→ **EXERCISE INSTRUCTIONS**
If a record holds a picture, leave the picture out and copy everything else exactly.

→ **DATASET**
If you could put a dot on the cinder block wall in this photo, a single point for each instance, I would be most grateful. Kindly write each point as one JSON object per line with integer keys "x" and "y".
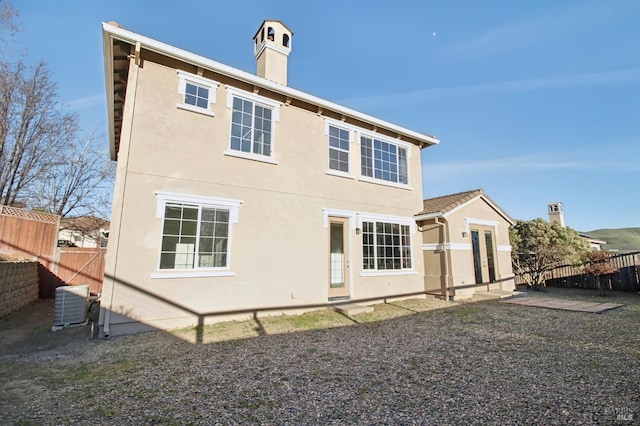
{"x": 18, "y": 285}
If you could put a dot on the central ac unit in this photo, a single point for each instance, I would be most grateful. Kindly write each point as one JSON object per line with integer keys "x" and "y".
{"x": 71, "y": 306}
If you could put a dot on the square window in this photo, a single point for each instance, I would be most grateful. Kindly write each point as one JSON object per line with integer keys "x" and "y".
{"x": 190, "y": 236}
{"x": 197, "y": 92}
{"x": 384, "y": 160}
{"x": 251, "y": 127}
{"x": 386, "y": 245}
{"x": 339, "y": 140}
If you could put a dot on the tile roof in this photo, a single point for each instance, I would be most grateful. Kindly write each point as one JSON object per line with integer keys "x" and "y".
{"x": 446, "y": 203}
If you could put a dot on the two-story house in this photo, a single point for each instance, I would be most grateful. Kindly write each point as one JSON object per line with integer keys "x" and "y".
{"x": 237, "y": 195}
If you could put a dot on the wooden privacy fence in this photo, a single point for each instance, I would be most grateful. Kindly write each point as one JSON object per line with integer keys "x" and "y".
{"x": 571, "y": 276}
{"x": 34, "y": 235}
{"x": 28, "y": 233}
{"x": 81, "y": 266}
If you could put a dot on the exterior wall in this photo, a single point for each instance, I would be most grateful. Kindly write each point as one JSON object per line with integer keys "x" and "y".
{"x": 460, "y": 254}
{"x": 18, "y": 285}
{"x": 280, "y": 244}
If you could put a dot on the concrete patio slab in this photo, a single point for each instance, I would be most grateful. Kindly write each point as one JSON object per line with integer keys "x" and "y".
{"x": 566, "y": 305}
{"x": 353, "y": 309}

→ **TASK RESULT**
If you could put a dot on the cinder block wall in this photo, a single point for each instance, I would be most grateful. Kindly write each point as one JSON object per line with integer keys "x" and "y".
{"x": 18, "y": 285}
If you could put a dot on the central ac unit in this photo, a single point for each instance, I would be most grateful. Kindly write each point as one JSON object per line with integer keys "x" and "y".
{"x": 71, "y": 306}
If you could put a dot on the square window in this photo, a single point for each instance, I would be most grateful. Kindly write each point as one JSON object per line with integer keys "x" and "y".
{"x": 190, "y": 236}
{"x": 197, "y": 92}
{"x": 384, "y": 160}
{"x": 251, "y": 127}
{"x": 386, "y": 245}
{"x": 339, "y": 140}
If you could put a dot on the tile roof in this photo, a single point for each instance, I would be most grateful. Kindly write each point as one JSON object per line with integer keys "x" and "y".
{"x": 446, "y": 203}
If you could put a dot on the two-story house in this photo, a single point for each instance, I would be most grateful. Kindly write each point as one JSON object per line with integer keys "x" and "y".
{"x": 237, "y": 195}
If you could put a dot on the wooden privacy fence in this photo, a single point for each instance, I would be most grateful. Kindly write each point as one JSON object per line with integer keys "x" and "y".
{"x": 571, "y": 276}
{"x": 34, "y": 235}
{"x": 28, "y": 233}
{"x": 81, "y": 266}
If you could put a dot on the exterior wall in this photo, a single point for each instance, I would be most grateful. Kindly write each point as one JSON object per line with integer keys "x" and "y".
{"x": 460, "y": 254}
{"x": 18, "y": 285}
{"x": 280, "y": 244}
If you could put a dot on the concrete patio slab in this photo, a single point for each instance, I would be most grateful. Kindly write each point as one JSON object per line with integer keys "x" and "y".
{"x": 566, "y": 305}
{"x": 353, "y": 309}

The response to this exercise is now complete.